**WHAT IS REQUIRED**
Reproduce all entries precisely as they are written.
═══ RECORDS SUPPLIED ═══
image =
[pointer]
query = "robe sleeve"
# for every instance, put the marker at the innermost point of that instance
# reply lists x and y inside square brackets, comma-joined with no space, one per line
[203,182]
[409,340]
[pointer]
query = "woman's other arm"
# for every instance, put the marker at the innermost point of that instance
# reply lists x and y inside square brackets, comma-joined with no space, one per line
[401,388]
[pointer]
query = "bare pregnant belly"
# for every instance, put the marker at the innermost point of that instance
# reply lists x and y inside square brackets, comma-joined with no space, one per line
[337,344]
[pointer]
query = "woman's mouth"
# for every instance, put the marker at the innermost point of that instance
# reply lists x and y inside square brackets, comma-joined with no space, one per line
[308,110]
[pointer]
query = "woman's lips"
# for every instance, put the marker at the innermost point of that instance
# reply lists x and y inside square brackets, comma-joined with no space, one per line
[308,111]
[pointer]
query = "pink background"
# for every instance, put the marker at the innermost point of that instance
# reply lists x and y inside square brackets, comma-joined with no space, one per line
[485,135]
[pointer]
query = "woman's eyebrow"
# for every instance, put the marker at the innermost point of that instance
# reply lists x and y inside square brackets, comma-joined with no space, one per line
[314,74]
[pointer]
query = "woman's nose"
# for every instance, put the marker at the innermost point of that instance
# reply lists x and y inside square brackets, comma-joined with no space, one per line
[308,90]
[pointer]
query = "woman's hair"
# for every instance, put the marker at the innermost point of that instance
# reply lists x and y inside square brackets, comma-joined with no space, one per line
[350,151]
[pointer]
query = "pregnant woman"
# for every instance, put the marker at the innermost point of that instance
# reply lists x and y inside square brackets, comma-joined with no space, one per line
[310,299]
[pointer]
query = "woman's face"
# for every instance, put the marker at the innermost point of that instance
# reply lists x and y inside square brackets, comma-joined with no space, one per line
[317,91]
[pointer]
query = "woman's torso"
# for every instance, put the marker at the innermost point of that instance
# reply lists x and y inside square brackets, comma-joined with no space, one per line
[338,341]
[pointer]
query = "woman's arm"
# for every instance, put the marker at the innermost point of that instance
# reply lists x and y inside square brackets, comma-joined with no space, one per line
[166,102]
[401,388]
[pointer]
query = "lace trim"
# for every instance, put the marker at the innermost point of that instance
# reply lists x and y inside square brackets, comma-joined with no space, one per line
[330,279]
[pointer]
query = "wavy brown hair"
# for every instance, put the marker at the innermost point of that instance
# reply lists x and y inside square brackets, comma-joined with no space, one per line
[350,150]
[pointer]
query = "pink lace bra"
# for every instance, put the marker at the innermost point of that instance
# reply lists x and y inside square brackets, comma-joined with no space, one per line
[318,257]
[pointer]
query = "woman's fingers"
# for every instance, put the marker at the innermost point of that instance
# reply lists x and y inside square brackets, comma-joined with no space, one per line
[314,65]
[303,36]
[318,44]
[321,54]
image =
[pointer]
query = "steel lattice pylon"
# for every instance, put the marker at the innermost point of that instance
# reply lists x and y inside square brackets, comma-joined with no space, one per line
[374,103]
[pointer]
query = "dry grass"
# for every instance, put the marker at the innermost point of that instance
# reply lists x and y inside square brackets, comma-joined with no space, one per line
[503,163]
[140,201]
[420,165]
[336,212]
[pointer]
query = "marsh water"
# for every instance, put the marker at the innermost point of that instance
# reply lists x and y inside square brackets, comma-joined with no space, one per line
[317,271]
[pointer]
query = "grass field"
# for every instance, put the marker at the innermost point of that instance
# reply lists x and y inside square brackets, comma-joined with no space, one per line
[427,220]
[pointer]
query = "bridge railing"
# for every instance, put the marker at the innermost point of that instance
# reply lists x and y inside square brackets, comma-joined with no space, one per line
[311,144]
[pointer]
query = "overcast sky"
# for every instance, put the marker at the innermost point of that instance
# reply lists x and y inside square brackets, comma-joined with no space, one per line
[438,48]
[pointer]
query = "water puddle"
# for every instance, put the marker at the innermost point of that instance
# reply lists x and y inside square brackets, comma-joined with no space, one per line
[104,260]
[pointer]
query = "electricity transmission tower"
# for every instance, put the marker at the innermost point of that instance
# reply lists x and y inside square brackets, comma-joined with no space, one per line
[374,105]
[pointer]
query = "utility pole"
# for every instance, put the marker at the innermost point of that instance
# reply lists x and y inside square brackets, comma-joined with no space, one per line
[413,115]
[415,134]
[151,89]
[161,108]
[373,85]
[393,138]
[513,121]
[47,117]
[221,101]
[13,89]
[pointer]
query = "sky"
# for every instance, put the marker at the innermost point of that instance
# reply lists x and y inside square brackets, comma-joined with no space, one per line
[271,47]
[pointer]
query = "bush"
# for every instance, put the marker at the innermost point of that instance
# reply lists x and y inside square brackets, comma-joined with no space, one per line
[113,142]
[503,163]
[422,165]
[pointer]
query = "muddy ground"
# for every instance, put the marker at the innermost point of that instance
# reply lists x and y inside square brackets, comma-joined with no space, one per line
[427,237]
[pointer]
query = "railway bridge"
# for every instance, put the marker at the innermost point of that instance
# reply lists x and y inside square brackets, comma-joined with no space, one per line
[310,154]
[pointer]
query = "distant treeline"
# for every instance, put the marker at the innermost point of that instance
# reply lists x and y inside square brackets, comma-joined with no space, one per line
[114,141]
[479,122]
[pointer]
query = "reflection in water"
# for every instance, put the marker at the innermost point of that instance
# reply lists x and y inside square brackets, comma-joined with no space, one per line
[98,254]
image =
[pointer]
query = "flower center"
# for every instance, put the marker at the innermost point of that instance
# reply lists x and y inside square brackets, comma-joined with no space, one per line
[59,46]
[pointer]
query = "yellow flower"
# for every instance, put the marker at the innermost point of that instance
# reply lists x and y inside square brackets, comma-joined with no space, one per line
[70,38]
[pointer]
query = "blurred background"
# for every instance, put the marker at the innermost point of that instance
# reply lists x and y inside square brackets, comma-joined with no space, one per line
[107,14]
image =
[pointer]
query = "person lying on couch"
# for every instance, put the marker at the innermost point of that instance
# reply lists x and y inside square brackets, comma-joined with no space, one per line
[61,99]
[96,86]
═══
**WORKED SOLUTION**
image =
[pointer]
query = "robe sleeve"
# for every instance, put the marker at the innermost point of that instance
# reply lists x and y inside square brackets, comma-joined with no space, one per line
[203,182]
[409,340]
[pointer]
query = "woman's other arm"
# for every instance, put the marker at the innermost point of that instance
# reply lists x and y inside square brackets, comma-joined with no space, one per line
[401,388]
[pointer]
query = "bare pregnant belly"
# for every instance, put the marker at the innermost point of that instance
# reply lists x and y inside square brackets, comma-joined with no space, one per line
[337,344]
[pointer]
query = "woman's mouth"
# for every instance, put the marker at the innermost point of that instance
# reply lists x and y inside square brackets, comma-joined with no space, one per line
[308,110]
[pointer]
query = "woman's lips"
# for every instance, put the marker at the innermost point of that instance
# reply lists x and y inside square brackets, comma-joined with no space, one per line
[308,111]
[pointer]
query = "pink background"
# for every instance, put the marker at the innermost point of that instance
# reply lists x and y inside square brackets, comma-joined with no space, one per line
[485,135]
[pointer]
query = "woman's eyebrow"
# for every instance, put the marker at the innermost point of that instance
# reply lists x and y inside square brackets, comma-joined with no space, one per line
[314,74]
[pointer]
query = "woman's nose"
# for every instance, put the marker at the innermost point of that instance
# reply lists x and y inside square brackets, comma-joined with no space, one per line
[308,90]
[pointer]
query = "woman's hair"
# for every instance, put the marker at the innermost point of that instance
# reply lists x and y inside square brackets, comma-joined with no space, one per line
[350,151]
[pointer]
query = "pregnant woman"
# for every instance, put the marker at the innermost point of that instance
# reply lists x and y inside square brackets, comma-joined with no space, one per line
[310,299]
[pointer]
query = "woman's face"
# for every instance, put the marker at the innermost point of that instance
# reply lists x and y inside square brackets, comma-joined with no space, one per line
[317,91]
[pointer]
query = "woman's torso"
# for every instance, put the marker at the innermost point of that instance
# reply lists x and y inside square brackets, comma-joined with no space, one per line
[338,341]
[pointer]
query = "woman's arm"
# for every instance, put the marker at the innermost point of that instance
# reply lists x and y inside square brackets, comma-joined with no space, one per line
[166,102]
[401,388]
[pointer]
query = "lace trim"
# for every instance, put the marker at the innermost point of that instance
# reply lists x and y inside square brackets, comma-joined with no space, one per line
[330,279]
[pointer]
query = "wavy brown hair"
# for every instance, put the marker at the innermost point of that instance
# reply lists x and y inside square brackets, comma-joined with no space, one per line
[350,150]
[pointer]
query = "pink lace bra"
# for every instance, put the marker at the innermost point of that instance
# reply lists x and y inside square brackets, comma-joined with no space, one per line
[318,257]
[pointer]
query = "woman's fingers"
# for every instance, put the marker at the innermost point of that instance
# reply lists x and y inside square brackets, comma-joined with no space, one per line
[314,65]
[303,36]
[318,44]
[321,54]
image =
[pointer]
query = "steel lattice pylon"
# for every instance, put the marker at the innermost point of that instance
# reply lists x and y inside square brackets, comma-joined with no space, one per line
[374,103]
[pointer]
query = "dry grass"
# for every instance, put the marker at the innermost point of that instance
# reply lists x and y inside square brackets, comma-joined with no space, one per line
[503,163]
[140,201]
[420,165]
[336,212]
[pointer]
query = "marsh water"
# for every instance, put the marker at the innermost point of that instance
# reply lists x and y inside square brackets, comma-joined with no space, one per line
[317,271]
[pointer]
query = "grass field"
# for every instance, put the marker at the innermost point of that instance
# reply lists x and y inside square brackets, comma-joined with no space, one per line
[427,220]
[pointer]
query = "bridge railing"
# for every instance, put the marker at the innermost point of that instance
# reply lists x and y inside square brackets, comma-joined with no space, one per line
[311,144]
[pointer]
query = "overcast sky"
# for every instance, put the marker at the innermost point of that instance
# reply lists x and y inside square brackets, comma-joined with no space, one per line
[438,48]
[pointer]
query = "water puddle"
# for every instance, put the marker at the innermost point of that instance
# reply lists x and y inside square brackets, comma-joined with no space, one per line
[104,260]
[pointer]
query = "electricity transmission tower"
# for every instance, put the marker at the innermost point of that instance
# reply lists x and y inside square brackets, comma-joined with no space, one per line
[374,105]
[pointer]
query = "utility pole"
# for every instance, put the marker at the innermost point of that instance
# reply lists x and y inside square brackets, comma-joined with no space, one per line
[413,115]
[415,134]
[151,89]
[161,108]
[373,85]
[393,138]
[513,121]
[47,117]
[221,101]
[13,89]
[pointer]
query = "sky"
# for every instance, put the marker at the innermost point of that instance
# reply lists x and y inside square brackets, comma-joined with no space, one per line
[271,47]
[pointer]
query = "bush"
# for every instance, put the marker at the innermost point of that instance
# reply lists x and y inside square brackets, comma-joined with no space, one per line
[113,142]
[503,163]
[422,165]
[pointer]
query = "muddy ground"
# for every instance, put the marker at the innermost point of that instance
# reply lists x and y inside square brackets, comma-joined with no space, one per line
[427,237]
[pointer]
query = "railway bridge"
# for every instance, put the marker at the innermost point of that instance
# reply lists x and y inside square brackets, comma-joined with no space, one per line
[310,154]
[pointer]
query = "distant treeline"
# for every instance, put the marker at the innermost point of that instance
# reply lists x and y inside square brackets, comma-joined with no space, one per line
[114,141]
[479,122]
[pointer]
query = "reflection in water"
# for every instance, put the marker at the innermost point of that instance
# reply lists x and y inside square brackets, comma-joined with no space, one per line
[98,254]
image =
[pointer]
query = "flower center"
# for every instance, put the marker at the innermost point of that instance
# reply lists x and y inside square brackets, comma-joined with no space, one per line
[59,46]
[pointer]
query = "yellow flower"
# for every instance, put the marker at the innermost point of that instance
# reply lists x and y inside square brackets, comma-joined with no space, one per line
[70,38]
[pointer]
query = "blurred background"
# for every instance, put the marker at the innermost point of that instance
# reply lists x and y inside square brackets, comma-joined with no space, one per line
[107,14]
image =
[pointer]
query = "person lying on couch"
# for every instance, put the marker at the innermost point of that instance
# reply lists x and y inside square brackets, comma-joined with no space, one per line
[61,99]
[96,86]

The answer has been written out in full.